**GOAL OF THE EXERCISE:**
The lines from the start of the data up to and including the one with "positive clicks: (276, 276)" should be returned exactly, and nothing else.
- - - - - - -
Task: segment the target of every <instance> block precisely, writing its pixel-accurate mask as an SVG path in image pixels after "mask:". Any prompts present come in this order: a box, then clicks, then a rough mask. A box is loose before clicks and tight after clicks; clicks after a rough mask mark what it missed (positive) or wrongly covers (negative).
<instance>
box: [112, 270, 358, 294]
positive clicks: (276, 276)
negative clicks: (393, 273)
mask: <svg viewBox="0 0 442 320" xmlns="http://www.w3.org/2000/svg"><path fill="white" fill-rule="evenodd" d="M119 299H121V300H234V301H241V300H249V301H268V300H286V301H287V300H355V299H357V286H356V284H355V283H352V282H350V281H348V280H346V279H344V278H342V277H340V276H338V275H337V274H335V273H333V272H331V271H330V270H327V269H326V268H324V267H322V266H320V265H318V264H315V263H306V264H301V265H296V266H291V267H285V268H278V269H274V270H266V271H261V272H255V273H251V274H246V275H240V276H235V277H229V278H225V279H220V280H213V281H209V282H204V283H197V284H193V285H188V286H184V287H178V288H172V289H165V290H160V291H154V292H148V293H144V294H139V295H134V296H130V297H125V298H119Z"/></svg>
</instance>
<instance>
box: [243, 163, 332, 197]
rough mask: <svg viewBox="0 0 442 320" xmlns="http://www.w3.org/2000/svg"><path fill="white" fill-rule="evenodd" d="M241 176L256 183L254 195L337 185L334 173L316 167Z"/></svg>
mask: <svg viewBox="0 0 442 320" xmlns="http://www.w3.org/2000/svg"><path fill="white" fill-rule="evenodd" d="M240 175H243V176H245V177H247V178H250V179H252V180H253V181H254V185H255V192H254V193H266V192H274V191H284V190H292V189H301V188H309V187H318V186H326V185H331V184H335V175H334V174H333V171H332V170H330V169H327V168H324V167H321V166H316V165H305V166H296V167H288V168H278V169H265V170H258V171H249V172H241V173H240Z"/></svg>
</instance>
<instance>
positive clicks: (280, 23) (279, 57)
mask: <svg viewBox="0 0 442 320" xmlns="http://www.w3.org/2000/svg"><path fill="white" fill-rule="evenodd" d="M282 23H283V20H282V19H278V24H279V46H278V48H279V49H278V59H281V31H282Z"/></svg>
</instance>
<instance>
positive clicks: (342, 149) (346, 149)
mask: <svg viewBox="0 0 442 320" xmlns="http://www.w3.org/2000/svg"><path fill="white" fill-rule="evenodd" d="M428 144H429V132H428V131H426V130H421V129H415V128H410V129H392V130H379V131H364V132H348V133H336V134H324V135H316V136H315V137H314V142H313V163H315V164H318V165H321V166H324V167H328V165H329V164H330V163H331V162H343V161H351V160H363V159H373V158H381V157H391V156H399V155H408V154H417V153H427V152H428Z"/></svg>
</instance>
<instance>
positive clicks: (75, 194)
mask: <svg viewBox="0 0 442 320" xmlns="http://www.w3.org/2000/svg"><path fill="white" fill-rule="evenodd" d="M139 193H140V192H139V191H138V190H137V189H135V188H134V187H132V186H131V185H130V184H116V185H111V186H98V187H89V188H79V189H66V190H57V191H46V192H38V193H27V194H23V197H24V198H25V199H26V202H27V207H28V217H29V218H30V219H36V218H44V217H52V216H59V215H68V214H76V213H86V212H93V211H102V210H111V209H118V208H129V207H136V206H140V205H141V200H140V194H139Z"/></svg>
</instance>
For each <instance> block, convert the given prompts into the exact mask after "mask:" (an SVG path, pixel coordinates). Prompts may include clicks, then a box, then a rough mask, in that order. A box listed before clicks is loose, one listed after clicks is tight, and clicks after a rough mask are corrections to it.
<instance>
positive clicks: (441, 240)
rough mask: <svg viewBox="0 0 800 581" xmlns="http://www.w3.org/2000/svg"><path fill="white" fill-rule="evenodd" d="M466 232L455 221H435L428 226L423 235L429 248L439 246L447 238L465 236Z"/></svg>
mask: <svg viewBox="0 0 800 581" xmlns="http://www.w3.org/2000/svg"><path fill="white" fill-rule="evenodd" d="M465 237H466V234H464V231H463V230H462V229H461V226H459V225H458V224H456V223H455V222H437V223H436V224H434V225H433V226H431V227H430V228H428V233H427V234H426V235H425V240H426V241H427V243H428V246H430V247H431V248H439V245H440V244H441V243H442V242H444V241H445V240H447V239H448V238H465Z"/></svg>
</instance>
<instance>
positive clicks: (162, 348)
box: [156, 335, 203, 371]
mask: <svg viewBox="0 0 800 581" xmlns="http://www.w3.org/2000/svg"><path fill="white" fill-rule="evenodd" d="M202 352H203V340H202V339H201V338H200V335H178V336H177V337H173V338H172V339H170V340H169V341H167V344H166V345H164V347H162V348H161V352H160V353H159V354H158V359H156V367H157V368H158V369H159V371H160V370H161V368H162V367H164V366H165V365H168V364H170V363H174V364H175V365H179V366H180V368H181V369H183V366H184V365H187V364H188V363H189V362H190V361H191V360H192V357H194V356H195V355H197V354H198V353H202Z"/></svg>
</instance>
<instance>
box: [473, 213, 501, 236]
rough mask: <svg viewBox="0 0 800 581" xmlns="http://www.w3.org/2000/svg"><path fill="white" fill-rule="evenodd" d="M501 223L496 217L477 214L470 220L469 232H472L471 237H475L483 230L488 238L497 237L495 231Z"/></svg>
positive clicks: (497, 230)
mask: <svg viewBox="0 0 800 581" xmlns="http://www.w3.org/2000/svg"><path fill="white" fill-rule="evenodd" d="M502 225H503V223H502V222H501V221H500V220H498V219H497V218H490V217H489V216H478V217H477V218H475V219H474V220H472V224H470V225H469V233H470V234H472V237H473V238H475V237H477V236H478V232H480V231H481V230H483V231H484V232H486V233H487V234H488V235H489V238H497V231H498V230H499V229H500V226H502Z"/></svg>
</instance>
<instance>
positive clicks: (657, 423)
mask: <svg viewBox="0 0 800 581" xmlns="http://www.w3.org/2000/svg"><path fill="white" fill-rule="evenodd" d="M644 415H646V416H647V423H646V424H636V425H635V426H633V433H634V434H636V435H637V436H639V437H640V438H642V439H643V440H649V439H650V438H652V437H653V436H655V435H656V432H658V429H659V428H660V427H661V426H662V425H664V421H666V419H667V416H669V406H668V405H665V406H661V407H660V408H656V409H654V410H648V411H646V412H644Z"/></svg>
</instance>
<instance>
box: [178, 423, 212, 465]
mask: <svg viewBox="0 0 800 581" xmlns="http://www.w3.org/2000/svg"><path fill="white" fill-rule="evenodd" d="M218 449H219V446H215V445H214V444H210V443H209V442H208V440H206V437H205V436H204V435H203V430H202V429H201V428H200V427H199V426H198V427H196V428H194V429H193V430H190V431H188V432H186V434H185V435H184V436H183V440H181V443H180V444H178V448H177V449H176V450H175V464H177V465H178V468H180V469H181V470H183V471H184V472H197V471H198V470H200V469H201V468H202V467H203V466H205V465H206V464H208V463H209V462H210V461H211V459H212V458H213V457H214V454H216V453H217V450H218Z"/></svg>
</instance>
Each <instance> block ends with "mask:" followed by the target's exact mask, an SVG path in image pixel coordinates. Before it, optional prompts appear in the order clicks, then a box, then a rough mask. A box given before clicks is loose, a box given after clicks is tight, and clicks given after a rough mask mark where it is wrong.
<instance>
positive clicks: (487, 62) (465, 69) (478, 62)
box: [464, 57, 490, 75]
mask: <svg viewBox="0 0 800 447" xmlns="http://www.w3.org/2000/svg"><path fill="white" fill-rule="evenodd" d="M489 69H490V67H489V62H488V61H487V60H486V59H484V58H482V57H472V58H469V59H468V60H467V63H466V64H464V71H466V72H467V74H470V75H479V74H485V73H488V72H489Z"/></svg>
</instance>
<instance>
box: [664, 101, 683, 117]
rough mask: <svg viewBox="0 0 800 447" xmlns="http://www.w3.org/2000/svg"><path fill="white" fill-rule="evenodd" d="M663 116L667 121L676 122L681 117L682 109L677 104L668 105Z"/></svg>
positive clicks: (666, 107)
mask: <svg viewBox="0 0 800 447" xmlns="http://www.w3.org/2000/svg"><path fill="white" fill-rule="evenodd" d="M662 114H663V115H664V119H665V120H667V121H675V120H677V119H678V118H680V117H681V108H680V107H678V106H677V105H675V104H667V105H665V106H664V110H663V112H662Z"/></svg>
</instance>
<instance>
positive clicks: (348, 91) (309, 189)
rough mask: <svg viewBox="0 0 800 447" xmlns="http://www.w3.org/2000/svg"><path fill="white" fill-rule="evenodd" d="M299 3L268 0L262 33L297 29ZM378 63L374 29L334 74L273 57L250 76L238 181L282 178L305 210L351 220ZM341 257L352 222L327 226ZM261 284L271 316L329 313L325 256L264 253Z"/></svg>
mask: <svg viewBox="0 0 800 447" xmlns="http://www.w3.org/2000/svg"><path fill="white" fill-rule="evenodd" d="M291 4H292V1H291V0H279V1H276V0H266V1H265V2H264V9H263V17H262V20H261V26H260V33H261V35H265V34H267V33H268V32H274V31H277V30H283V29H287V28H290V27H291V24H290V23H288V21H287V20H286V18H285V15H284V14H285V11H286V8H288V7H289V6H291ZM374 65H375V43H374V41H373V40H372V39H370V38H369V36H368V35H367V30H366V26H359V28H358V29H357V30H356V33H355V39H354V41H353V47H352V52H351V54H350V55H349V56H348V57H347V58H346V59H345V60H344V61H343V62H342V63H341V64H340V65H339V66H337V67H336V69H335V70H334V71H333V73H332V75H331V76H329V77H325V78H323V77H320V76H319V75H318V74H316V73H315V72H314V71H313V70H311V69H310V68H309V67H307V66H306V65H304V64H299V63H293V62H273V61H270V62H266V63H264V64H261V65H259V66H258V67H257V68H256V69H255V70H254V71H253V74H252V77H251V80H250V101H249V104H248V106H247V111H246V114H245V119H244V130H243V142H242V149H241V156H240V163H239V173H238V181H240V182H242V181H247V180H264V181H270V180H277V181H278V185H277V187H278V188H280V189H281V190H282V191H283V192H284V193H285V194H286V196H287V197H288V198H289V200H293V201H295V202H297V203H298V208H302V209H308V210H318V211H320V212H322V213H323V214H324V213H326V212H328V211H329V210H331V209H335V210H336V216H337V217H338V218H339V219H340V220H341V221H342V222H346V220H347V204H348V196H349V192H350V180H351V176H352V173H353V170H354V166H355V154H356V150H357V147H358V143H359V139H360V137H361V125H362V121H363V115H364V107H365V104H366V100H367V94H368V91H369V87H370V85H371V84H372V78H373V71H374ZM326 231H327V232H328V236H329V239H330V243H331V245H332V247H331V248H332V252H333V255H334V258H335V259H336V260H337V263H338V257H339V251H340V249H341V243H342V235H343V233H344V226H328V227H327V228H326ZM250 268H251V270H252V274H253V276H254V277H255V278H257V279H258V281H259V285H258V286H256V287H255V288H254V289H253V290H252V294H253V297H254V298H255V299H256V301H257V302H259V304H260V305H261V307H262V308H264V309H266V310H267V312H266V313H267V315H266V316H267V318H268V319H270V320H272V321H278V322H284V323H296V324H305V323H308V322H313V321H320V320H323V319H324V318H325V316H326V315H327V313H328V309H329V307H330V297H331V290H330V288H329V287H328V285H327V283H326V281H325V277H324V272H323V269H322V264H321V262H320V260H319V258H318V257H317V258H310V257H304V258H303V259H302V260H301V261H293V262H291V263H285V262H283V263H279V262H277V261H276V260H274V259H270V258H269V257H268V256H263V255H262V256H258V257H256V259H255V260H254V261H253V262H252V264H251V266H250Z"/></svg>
- - - - - - -
**OUTPUT OF THE TASK:**
Task: segment the target of every <instance> block precisely, writing its pixel-accurate mask as an SVG path in image pixels after "mask:". Any prompts present come in this order: a box, then clicks, then a rough mask. A box is loose before clicks and tight after clicks; clicks after a rough mask mark what it missed (positive) or wrongly covers (negative).
<instance>
box: [112, 270, 358, 294]
positive clicks: (276, 276)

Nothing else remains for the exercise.